Li no blog da Sónia Morais Santos, Cocó na Fralda, e achei que diz exactamente aquilo que penso, a cada palavra, a cada frase. É tão isto:

 

"Os avós não são bem pessoas. São entidades. São património. Quando sabem sê-lo (porque é preciso vocação e talento, não se nasce a saber ser avó ou avô), são preciosidades na vida de todos nós. Amparam-nos, dão colo, brincam, têm paciência e tempo para nós. Tempo, sobretudo, que é algo que parece faltar a toda a gente. 

(...) É a magia da infância que os avós bebem com sofreguidão e retribuem com amor e bolos.

Tenho muita pena de quem não sabe dar valor aos avós. E ainda mais pena dos avós que não sabem dar valor ao estatuto a que chegaram, patamar único, pódio, prémio que a vida lhes dá."

===============

- [TAREFA PROPOSTA A]: Reproduza, do texto sobre os avós, o trecho que começa em "Li no blog da" e vai até "amor e bolos.".
- [TAREFA PROPOSTA B]: Reescreva em forma de lista o parágrafo do texto sobre os avós que começa por "Os avós não são bem pessoas", mantendo os factos principais.
- [TAREFA PROPOSTA C]: Segundo o texto sobre os avós, em que blog foi lido o excerto citado?
Responda apenas com base no texto sobre os avós.

- [DADOS BRUTOS]:
===============

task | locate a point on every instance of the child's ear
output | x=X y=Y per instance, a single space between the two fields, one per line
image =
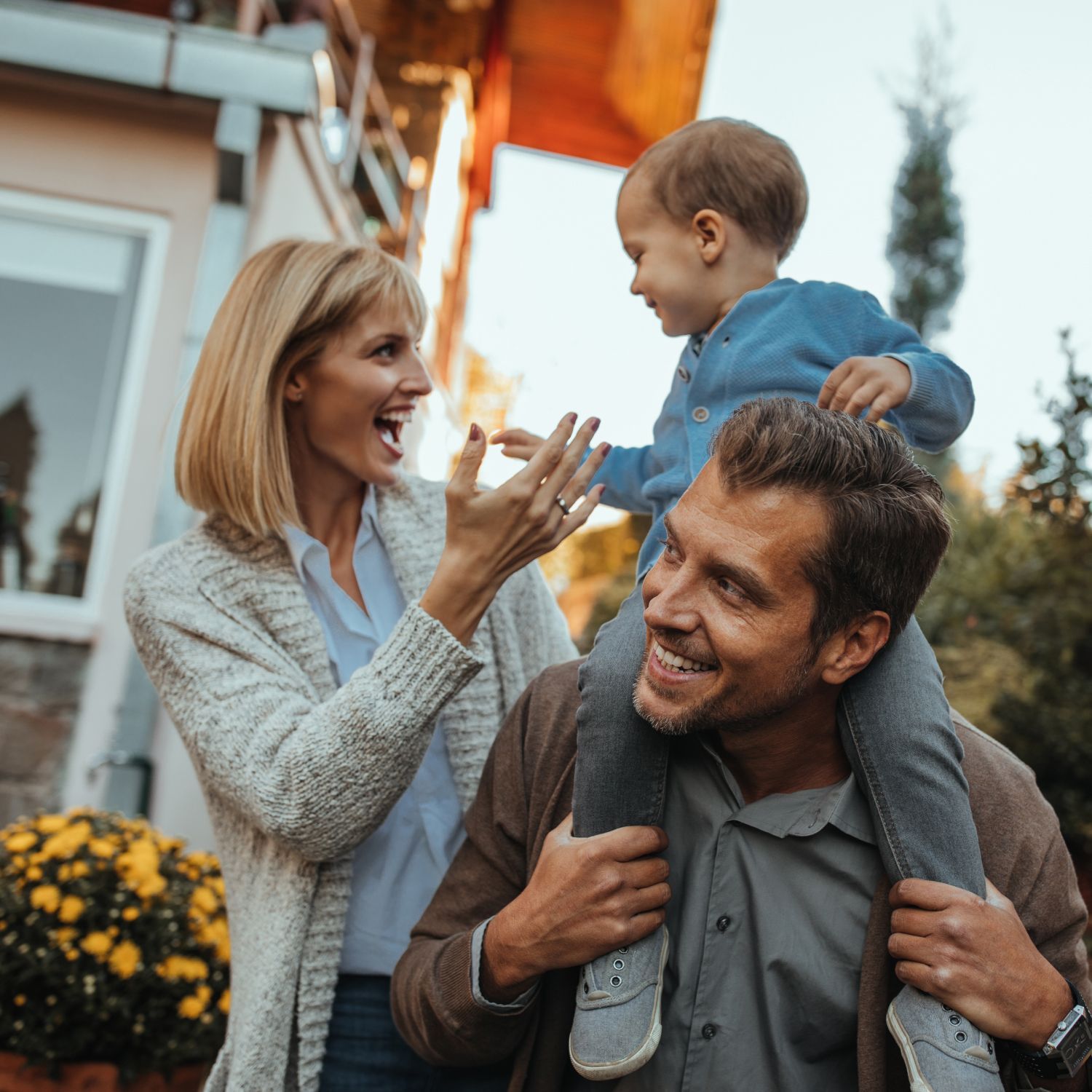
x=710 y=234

===============

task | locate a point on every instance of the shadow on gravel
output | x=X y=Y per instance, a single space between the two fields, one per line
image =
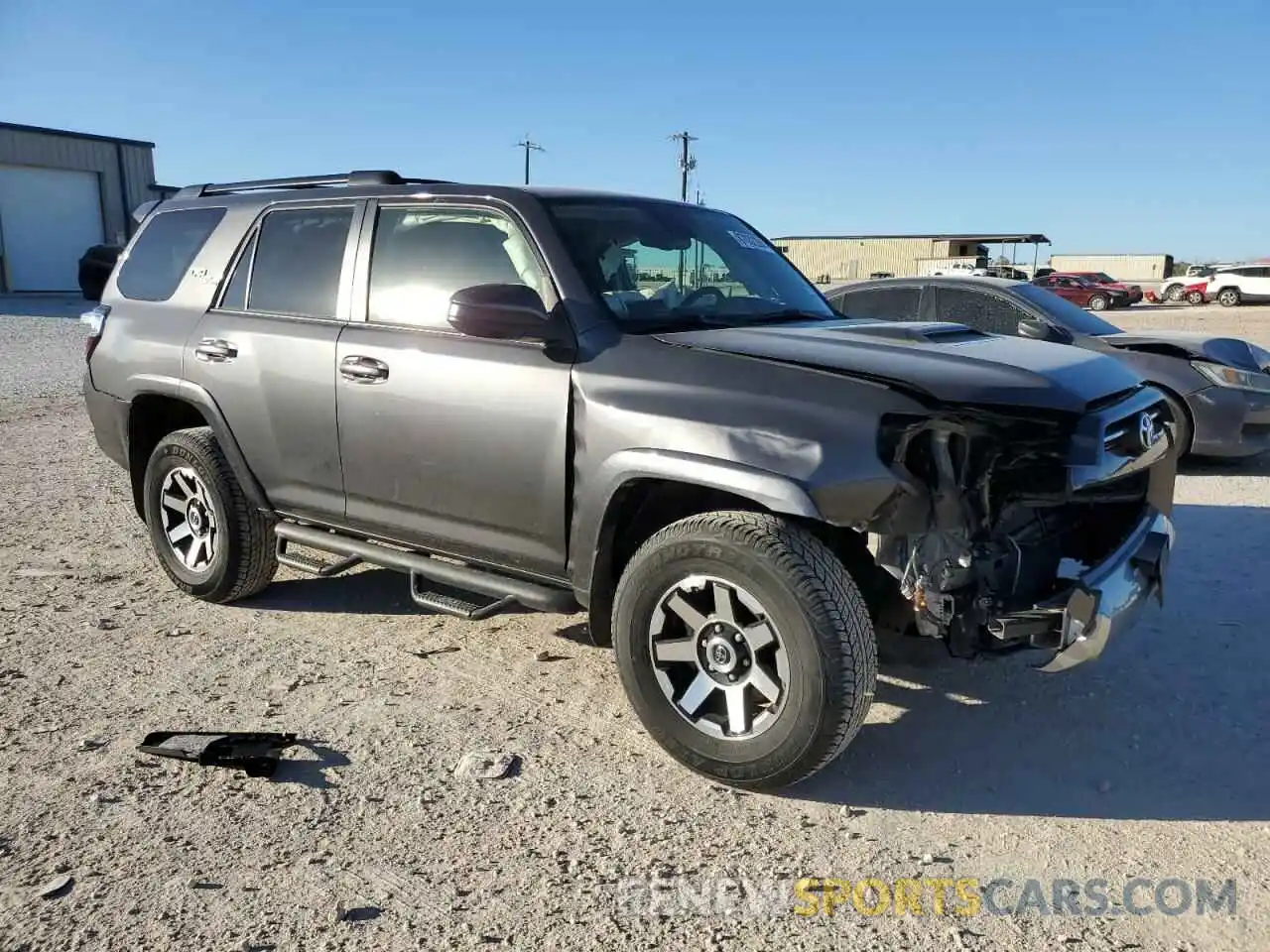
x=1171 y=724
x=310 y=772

===============

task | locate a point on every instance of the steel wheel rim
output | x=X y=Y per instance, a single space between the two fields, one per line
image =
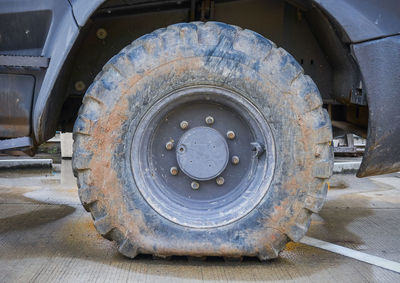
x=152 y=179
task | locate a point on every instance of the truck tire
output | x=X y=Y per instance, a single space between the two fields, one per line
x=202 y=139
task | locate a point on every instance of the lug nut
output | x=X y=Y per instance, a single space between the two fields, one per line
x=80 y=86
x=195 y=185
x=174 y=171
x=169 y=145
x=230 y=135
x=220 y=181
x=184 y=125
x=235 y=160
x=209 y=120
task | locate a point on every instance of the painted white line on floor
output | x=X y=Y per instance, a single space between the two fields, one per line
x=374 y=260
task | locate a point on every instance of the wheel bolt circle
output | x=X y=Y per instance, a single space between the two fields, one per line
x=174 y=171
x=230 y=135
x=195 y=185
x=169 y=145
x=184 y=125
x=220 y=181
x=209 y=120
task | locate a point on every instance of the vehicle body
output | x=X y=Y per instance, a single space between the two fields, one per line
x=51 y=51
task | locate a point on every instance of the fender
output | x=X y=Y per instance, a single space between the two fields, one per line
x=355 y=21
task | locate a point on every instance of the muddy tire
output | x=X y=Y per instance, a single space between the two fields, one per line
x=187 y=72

===============

- [RESPOSTA COMPLETA A]:
Li no blog da Sónia Morais Santos, Cocó na Fralda, e achei que diz exactamente aquilo que penso, a cada palavra, a cada frase. É tão isto:

 

"Os avós não são bem pessoas. São entidades. São património. Quando sabem sê-lo (porque é preciso vocação e talento, não se nasce a saber ser avó ou avô), são preciosidades na vida de todos nós. Amparam-nos, dão colo, brincam, têm paciência e tempo para nós. Tempo, sobretudo, que é algo que parece faltar a toda a gente. 

(...) É a magia da infância que os avós bebem com sofreguidão e retribuem com amor e bolos.

- [RESPOSTA COMPLETA B]:
- Os avós não são bem pessoas: são entidades e património.
- Ser avó ou avô exige vocação e talento. Ninguém nasce a saber.
- Quando sabem sê-lo, são preciosidades na vida de todos.
- Amparam, dão colo, brincam e têm paciência e tempo.
- O tempo é o que mais se destaca, porque parece faltar a toda a gente.

- [RESPOSTA COMPLETA C]: No blog Cocó na Fralda, da Sónia Morais Santos.